WHAT THE EXERCISE ASKS: Transcribe the listing exactly, leaving out every picture.

::::

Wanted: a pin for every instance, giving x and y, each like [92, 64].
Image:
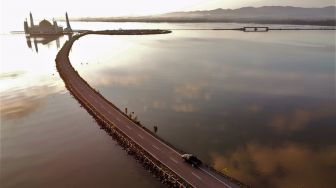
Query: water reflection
[234, 99]
[288, 165]
[26, 80]
[44, 40]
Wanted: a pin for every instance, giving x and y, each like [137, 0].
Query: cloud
[187, 108]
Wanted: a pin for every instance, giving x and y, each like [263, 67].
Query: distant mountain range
[262, 15]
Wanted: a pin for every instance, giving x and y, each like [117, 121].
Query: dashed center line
[196, 176]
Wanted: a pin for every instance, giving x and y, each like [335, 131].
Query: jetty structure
[157, 156]
[45, 28]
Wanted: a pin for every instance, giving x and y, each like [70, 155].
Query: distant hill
[266, 12]
[263, 15]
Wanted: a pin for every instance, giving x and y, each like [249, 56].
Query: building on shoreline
[46, 28]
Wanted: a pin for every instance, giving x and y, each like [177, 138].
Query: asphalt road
[197, 177]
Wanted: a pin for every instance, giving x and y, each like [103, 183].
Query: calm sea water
[260, 107]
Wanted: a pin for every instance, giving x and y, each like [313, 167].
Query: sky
[13, 12]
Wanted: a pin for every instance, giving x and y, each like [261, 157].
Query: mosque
[46, 28]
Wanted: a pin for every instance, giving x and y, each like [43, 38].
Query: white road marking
[175, 161]
[196, 176]
[216, 178]
[140, 136]
[156, 147]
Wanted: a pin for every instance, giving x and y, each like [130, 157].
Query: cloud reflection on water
[288, 165]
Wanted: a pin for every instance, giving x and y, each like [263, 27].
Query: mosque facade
[46, 28]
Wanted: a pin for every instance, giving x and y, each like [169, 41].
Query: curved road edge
[80, 89]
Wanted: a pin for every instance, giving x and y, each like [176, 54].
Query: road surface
[168, 156]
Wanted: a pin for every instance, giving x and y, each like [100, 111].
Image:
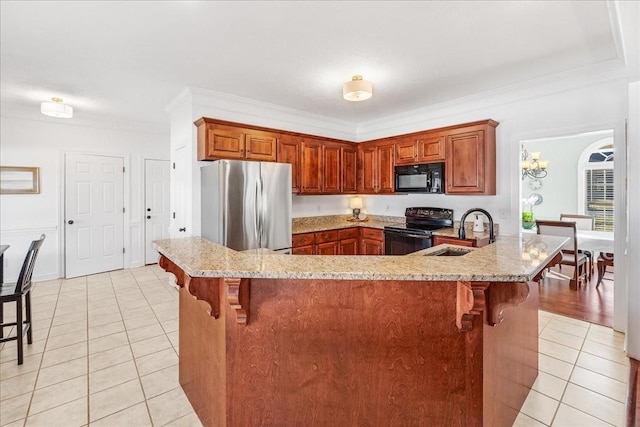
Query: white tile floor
[105, 353]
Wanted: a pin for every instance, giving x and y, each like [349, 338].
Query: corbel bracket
[238, 298]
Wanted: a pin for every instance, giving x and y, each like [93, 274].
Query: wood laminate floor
[586, 303]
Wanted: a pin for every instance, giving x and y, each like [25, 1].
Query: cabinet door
[431, 148]
[304, 250]
[311, 171]
[349, 246]
[368, 169]
[331, 155]
[349, 169]
[386, 177]
[372, 247]
[260, 146]
[289, 152]
[465, 165]
[328, 248]
[216, 143]
[406, 151]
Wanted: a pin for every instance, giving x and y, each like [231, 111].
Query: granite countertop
[336, 222]
[510, 259]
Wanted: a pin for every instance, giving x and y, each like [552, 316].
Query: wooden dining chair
[14, 292]
[583, 222]
[570, 254]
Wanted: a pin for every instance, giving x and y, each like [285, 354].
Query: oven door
[405, 242]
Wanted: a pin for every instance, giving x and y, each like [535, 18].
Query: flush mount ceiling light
[55, 108]
[357, 89]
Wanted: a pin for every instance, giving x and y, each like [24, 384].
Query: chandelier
[534, 168]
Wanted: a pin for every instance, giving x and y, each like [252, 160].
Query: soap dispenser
[478, 225]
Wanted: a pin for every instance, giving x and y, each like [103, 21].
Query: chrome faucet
[461, 233]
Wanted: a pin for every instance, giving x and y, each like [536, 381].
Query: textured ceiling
[126, 61]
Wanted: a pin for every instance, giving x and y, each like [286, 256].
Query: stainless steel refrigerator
[247, 205]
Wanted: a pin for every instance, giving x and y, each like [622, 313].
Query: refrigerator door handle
[256, 218]
[263, 213]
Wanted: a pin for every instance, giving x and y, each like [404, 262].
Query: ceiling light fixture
[357, 89]
[55, 108]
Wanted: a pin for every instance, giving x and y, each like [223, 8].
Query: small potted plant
[527, 220]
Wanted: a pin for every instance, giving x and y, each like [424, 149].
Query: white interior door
[94, 214]
[156, 184]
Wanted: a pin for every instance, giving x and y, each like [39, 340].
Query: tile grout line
[33, 391]
[577, 385]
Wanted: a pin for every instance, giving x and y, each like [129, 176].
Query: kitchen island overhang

::::

TASK ANSWER:
Wanted: a pin for every instance, giving x and y, each like [92, 64].
Image:
Query: water reflection
[234, 99]
[288, 165]
[26, 80]
[44, 40]
Wanted: a pin for every instance, giving x and y, each like [137, 0].
Query: cloud
[187, 108]
Wanted: a pin for every instance, giving x and y, each like [263, 67].
Query: distant mountain range
[262, 15]
Wanted: a pin for every instance, giving x and y, each like [117, 121].
Query: dashed center line
[196, 176]
Wanted: a pin for every instance, giving x and y, each like [335, 131].
Query: jetty structure
[157, 156]
[45, 28]
Wanted: a pin for every instance, giving x and y, each like [70, 155].
Query: distant hill
[266, 12]
[263, 15]
Wanted: a pin for every instance, giving x and y, each like [249, 56].
Query: building on shoreline
[46, 28]
Wanted: a pin for every instance, giving x and y, each like [177, 138].
Query: asphalt road
[197, 177]
Wanted: a pin for every instance, giving x and y, each like [103, 183].
Query: calm sea water
[260, 107]
Wanted: a pin for every instance, giving x and y, each like [313, 167].
Query: sky
[13, 12]
Wanted: a pin for every instance, giving x and y, each like [261, 157].
Query: mosque
[46, 28]
Wanted: a pin for every instance, giving x and y, each like [43, 38].
Query: white road marking
[175, 161]
[196, 176]
[216, 178]
[140, 136]
[156, 147]
Wanted: a pin for every instance, giving x and y, each like [130, 157].
Query: cloud reflection on water
[288, 165]
Wanted: a pin for every instance, giving x and y, each like [263, 27].
Query: mosque facade
[46, 28]
Wanted: a pin for every instance, giving x and y, each like [169, 41].
Query: curved road edge
[80, 89]
Wanted: a pin for every instance, giving x and y, each like [176, 54].
Query: road surface
[168, 156]
Wanted: a pin for every instance, giving x and y, each like [100, 111].
Image:
Query: white tile floor
[105, 353]
Wanted: a pin for every instance, giving x and y, each like [349, 338].
Query: corbel bracket
[238, 298]
Wanted: a pin for every instance, giving x and y, each like [93, 274].
Query: wood laminate floor
[586, 303]
Wanted: a pin for every instance, giving x and y, each like [25, 1].
Query: cabinet door
[431, 148]
[304, 250]
[311, 171]
[349, 246]
[368, 169]
[331, 155]
[349, 169]
[386, 177]
[372, 247]
[260, 146]
[289, 152]
[465, 165]
[328, 248]
[216, 143]
[406, 151]
Wanted: a pin for every instance, giving x and y, each like [231, 111].
Query: granite countertop
[336, 222]
[510, 259]
Wanted: a pin for every instance, giving x and y, each like [552, 316].
Query: wooden dining chair
[14, 292]
[583, 222]
[570, 254]
Wanted: a pin for every instance, giving x and y, each like [285, 354].
Query: oven door
[405, 242]
Wanted: a pin for every instance, giving x and y, each like [535, 18].
Query: flush mount ceiling light
[55, 108]
[357, 89]
Wanted: a pin for every instance, giving x and y, each like [24, 384].
Query: chandelier
[534, 168]
Wanted: a pin for every instance, giving x and y, each like [252, 160].
Query: soap dispenser
[478, 225]
Wanted: a pin for every instance, giving x and y, each like [103, 21].
Query: chrome faucet
[461, 233]
Wanted: a pin for every instance, giving x and y, each like [536, 381].
Query: textured ceiling
[126, 61]
Wanted: a pin for every instance, giving x and y, each like [286, 256].
Query: stainless steel refrigerator
[247, 205]
Wanted: a pin for every instance, giving x and y, each like [622, 313].
Query: refrigerator door handle
[256, 218]
[263, 213]
Wanted: a pin for every instance, giving x and y, each like [404, 262].
Query: ceiling light fixture
[357, 89]
[55, 108]
Wanted: a pin for every instance, giving x and y, each like [223, 8].
Query: small potted plant
[527, 220]
Wanted: a pin for every instance, giving x and y, each like [424, 149].
Query: white interior door
[94, 214]
[156, 184]
Wanted: a pin for every instance, giving x and y, each like [39, 340].
Query: tile grout line
[33, 391]
[577, 385]
Wanted: a pin for every instance, giving x and y, each like [129, 176].
Query: kitchen island overhang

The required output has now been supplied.